=== Task requirements ===
Select all lines holding the word "bowl" from the entries that follow.

=== Excerpted data ===
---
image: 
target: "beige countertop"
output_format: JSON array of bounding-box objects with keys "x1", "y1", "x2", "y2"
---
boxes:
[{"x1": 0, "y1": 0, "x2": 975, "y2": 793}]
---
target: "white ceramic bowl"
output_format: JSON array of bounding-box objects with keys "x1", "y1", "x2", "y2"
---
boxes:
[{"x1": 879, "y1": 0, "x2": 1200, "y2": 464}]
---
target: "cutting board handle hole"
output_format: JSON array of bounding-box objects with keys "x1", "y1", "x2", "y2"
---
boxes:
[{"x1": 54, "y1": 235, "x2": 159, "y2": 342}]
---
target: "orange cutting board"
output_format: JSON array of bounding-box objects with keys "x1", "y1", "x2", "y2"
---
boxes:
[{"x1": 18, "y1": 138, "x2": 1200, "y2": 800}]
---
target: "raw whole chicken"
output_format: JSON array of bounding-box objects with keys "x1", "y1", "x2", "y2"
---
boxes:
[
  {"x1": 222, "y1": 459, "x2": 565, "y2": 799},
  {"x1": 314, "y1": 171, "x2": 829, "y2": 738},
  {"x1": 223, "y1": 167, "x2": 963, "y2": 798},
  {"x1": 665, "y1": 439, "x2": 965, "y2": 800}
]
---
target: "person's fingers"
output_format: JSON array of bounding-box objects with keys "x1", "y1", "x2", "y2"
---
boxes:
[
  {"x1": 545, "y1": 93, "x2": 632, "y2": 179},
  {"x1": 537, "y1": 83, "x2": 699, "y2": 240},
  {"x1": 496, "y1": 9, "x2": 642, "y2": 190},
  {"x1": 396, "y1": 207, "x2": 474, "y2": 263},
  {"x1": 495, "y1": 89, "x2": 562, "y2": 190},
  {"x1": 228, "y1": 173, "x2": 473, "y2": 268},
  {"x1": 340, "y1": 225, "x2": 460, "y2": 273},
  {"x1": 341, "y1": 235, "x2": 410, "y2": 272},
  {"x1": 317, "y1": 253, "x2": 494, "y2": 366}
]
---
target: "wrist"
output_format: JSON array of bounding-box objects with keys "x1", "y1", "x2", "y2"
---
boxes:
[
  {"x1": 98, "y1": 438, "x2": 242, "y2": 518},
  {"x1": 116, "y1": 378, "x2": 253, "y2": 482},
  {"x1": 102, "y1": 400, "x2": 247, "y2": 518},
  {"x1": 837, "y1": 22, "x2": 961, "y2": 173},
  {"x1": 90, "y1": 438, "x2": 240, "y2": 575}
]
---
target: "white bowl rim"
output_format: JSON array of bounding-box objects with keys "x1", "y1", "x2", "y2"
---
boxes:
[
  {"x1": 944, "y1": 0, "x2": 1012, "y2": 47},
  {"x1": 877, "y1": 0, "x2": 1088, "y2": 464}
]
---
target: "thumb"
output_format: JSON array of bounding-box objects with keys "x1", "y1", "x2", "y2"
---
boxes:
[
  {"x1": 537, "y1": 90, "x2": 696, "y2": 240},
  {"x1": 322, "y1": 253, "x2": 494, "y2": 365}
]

=== Exercise output ===
target: "white ceramic bowl"
target: "white bowl rim"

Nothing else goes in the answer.